*Given task:* Return everything in the records below from the line containing "Q. Point out the market" down to the line containing "pixel 460 72", both included, copied line for line with nothing changed.

*Material provided:*
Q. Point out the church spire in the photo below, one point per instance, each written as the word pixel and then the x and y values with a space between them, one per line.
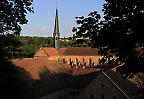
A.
pixel 56 33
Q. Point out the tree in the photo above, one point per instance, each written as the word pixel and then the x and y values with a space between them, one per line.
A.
pixel 119 33
pixel 12 16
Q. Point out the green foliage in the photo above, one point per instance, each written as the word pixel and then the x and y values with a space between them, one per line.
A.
pixel 13 14
pixel 29 45
pixel 13 80
pixel 120 32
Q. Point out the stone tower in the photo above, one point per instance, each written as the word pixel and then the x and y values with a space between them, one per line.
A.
pixel 56 34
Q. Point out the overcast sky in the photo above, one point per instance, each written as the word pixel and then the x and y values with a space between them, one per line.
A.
pixel 41 23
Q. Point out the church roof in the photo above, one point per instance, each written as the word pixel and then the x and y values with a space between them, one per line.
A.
pixel 76 51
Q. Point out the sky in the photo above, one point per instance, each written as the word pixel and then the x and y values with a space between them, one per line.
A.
pixel 41 23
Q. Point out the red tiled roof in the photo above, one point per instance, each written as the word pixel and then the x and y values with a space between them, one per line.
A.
pixel 81 51
pixel 35 65
pixel 45 52
pixel 82 71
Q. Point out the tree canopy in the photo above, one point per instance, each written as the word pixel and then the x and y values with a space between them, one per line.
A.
pixel 13 14
pixel 119 32
pixel 14 81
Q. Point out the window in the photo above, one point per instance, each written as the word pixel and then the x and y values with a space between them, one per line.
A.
pixel 102 96
pixel 114 97
pixel 91 96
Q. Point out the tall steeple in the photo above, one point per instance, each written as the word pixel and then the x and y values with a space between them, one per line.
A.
pixel 56 33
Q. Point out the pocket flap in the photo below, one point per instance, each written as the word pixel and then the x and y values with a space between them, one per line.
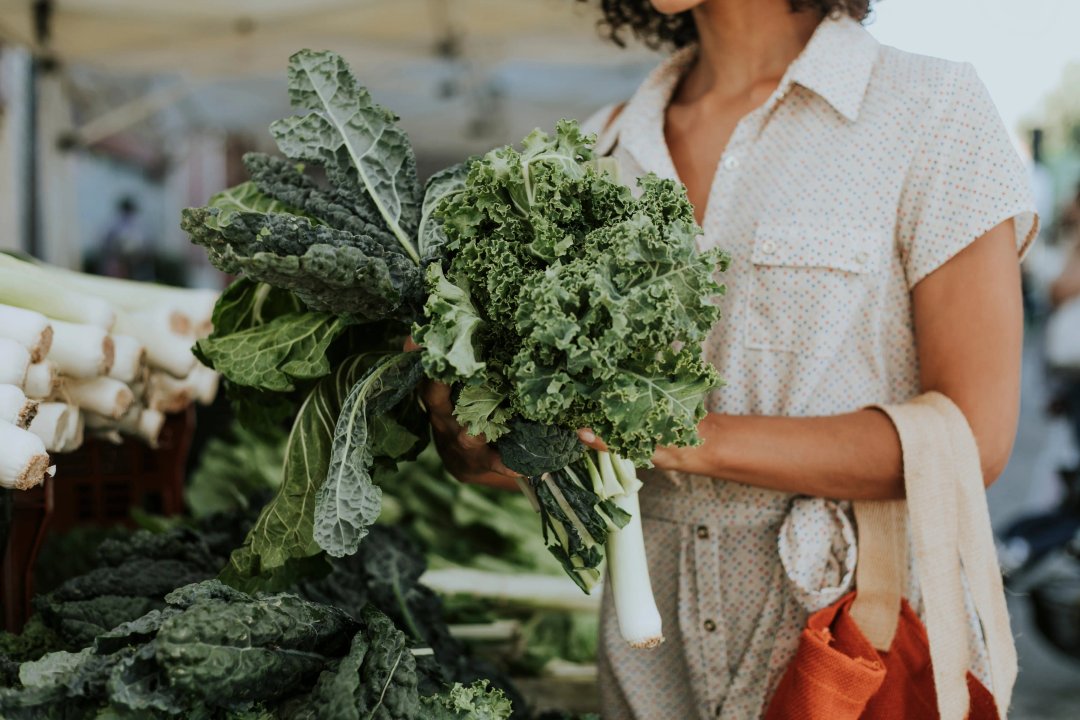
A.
pixel 837 249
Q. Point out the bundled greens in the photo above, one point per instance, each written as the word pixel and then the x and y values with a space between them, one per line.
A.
pixel 548 294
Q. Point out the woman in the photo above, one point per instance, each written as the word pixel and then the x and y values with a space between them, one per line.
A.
pixel 874 208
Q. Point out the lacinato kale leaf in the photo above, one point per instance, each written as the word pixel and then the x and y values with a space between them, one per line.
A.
pixel 349 502
pixel 348 249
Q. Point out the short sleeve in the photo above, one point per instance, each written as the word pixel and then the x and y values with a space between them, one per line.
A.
pixel 966 177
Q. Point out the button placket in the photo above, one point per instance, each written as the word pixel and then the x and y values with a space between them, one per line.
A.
pixel 713 641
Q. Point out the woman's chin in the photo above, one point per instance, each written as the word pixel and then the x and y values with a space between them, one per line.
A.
pixel 674 7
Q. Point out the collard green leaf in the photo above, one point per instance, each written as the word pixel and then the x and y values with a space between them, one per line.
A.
pixel 284 530
pixel 247 303
pixel 273 355
pixel 349 501
pixel 358 141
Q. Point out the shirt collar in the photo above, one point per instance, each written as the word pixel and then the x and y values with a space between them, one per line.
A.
pixel 837 64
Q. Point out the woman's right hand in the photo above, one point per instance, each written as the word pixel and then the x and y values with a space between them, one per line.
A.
pixel 469 458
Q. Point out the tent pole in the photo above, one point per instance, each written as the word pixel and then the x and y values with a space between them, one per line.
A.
pixel 31 218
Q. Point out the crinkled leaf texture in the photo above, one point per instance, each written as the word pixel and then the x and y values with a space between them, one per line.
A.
pixel 348 249
pixel 283 533
pixel 274 355
pixel 352 137
pixel 473 702
pixel 532 449
pixel 229 649
pixel 586 306
pixel 349 501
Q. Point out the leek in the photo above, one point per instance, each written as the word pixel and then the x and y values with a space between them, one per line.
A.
pixel 24 285
pixel 42 380
pixel 102 395
pixel 24 461
pixel 81 351
pixel 28 328
pixel 14 363
pixel 129 358
pixel 15 407
pixel 164 349
pixel 53 424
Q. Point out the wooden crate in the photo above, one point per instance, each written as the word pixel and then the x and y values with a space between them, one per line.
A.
pixel 98 485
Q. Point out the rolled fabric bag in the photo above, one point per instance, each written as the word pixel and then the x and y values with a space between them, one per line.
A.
pixel 868 656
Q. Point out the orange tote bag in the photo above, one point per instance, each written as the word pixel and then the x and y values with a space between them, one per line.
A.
pixel 868 655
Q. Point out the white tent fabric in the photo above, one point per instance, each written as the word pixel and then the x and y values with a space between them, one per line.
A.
pixel 243 37
pixel 463 75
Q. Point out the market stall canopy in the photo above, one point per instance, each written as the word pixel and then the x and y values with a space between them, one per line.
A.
pixel 460 72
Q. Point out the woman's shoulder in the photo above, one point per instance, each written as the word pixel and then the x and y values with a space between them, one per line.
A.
pixel 932 84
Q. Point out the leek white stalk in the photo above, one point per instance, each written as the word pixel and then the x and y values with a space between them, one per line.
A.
pixel 42 380
pixel 14 363
pixel 167 394
pixel 129 360
pixel 25 285
pixel 53 424
pixel 24 461
pixel 639 622
pixel 15 407
pixel 203 382
pixel 81 351
pixel 76 431
pixel 140 422
pixel 102 395
pixel 164 349
pixel 28 328
pixel 112 436
pixel 197 304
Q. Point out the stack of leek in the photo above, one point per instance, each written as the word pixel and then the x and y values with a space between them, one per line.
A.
pixel 85 354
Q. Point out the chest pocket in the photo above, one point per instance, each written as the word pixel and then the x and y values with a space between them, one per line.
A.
pixel 810 289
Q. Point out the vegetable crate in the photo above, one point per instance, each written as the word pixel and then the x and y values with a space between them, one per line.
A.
pixel 98 484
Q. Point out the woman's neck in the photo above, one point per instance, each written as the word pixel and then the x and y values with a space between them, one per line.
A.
pixel 742 44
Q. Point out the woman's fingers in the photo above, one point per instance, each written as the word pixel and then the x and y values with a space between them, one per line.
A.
pixel 589 437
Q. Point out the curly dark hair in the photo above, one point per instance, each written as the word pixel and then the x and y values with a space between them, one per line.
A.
pixel 658 30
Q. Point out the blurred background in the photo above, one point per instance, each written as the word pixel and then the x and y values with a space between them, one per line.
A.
pixel 117 113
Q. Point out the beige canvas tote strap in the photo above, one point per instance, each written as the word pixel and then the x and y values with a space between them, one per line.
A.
pixel 949 524
pixel 880 570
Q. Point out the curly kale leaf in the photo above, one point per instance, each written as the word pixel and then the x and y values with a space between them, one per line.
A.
pixel 441 186
pixel 586 307
pixel 449 347
pixel 473 702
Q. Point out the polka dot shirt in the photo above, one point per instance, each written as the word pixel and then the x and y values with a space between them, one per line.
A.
pixel 864 172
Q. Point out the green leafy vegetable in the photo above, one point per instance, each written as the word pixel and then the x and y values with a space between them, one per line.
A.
pixel 349 502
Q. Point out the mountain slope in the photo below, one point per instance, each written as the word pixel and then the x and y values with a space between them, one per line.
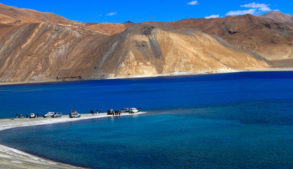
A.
pixel 36 46
pixel 270 39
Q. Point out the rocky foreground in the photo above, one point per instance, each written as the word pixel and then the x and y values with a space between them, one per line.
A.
pixel 37 46
pixel 14 159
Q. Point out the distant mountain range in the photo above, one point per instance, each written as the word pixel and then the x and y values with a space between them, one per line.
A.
pixel 36 46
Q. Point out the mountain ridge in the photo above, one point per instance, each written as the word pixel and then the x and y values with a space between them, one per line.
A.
pixel 57 49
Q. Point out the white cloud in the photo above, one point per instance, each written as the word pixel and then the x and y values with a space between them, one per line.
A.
pixel 212 16
pixel 241 12
pixel 193 2
pixel 254 9
pixel 112 14
pixel 260 7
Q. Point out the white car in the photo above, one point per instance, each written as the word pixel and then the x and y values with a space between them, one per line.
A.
pixel 133 110
pixel 49 114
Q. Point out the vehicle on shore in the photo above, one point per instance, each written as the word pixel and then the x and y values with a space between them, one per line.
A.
pixel 111 112
pixel 49 114
pixel 33 115
pixel 125 110
pixel 57 115
pixel 133 110
pixel 74 114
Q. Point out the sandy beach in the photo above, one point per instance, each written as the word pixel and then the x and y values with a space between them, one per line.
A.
pixel 14 159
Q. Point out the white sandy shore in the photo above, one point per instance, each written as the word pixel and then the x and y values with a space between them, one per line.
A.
pixel 14 159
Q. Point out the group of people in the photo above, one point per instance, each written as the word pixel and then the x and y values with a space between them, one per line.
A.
pixel 98 111
pixel 25 116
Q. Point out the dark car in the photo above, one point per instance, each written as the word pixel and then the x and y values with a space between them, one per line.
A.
pixel 110 112
pixel 74 114
pixel 57 115
pixel 125 110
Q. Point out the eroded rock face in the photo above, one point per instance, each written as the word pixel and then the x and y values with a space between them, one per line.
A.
pixel 37 46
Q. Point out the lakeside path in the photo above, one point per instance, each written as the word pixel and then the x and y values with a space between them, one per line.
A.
pixel 14 159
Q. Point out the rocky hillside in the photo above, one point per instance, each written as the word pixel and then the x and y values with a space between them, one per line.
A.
pixel 37 46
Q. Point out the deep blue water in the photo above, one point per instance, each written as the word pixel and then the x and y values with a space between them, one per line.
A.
pixel 240 120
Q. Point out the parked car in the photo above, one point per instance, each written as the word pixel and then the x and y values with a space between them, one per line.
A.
pixel 49 114
pixel 110 112
pixel 125 110
pixel 56 115
pixel 74 114
pixel 33 115
pixel 133 110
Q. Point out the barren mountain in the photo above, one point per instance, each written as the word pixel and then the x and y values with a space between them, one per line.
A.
pixel 36 46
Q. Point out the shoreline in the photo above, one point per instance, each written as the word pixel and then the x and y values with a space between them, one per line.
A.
pixel 13 158
pixel 174 74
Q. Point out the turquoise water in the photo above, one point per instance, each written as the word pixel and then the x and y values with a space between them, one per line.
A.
pixel 242 120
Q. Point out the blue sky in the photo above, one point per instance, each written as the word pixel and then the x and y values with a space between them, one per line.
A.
pixel 118 11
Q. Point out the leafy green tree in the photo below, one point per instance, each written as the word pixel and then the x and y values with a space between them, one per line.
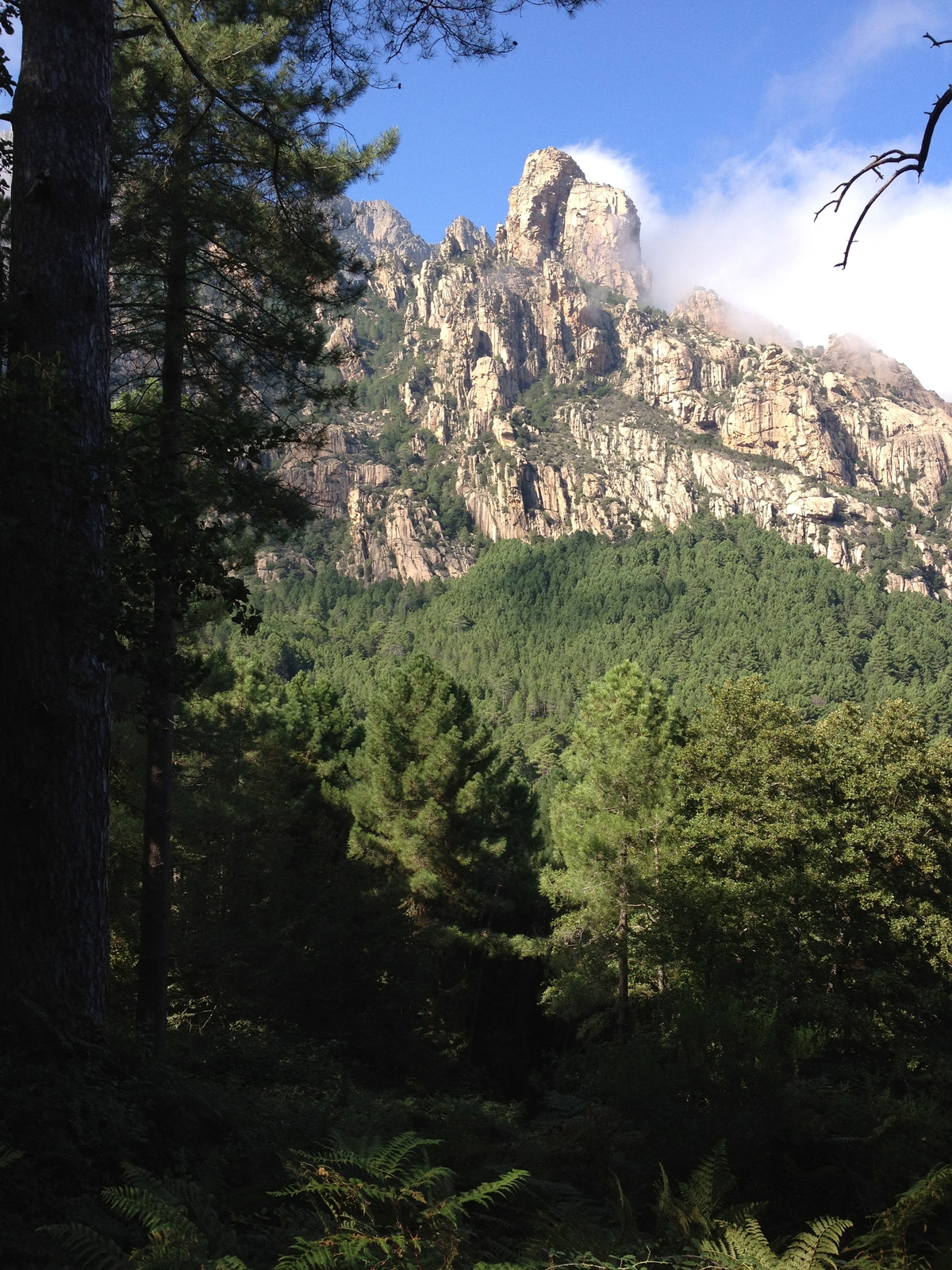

*Exercise solution:*
Q. Point out the market stall canopy in the photo above, one point per instance, each written as the word pixel and then the x and y values with a space between them, one per line.
A.
pixel 460 72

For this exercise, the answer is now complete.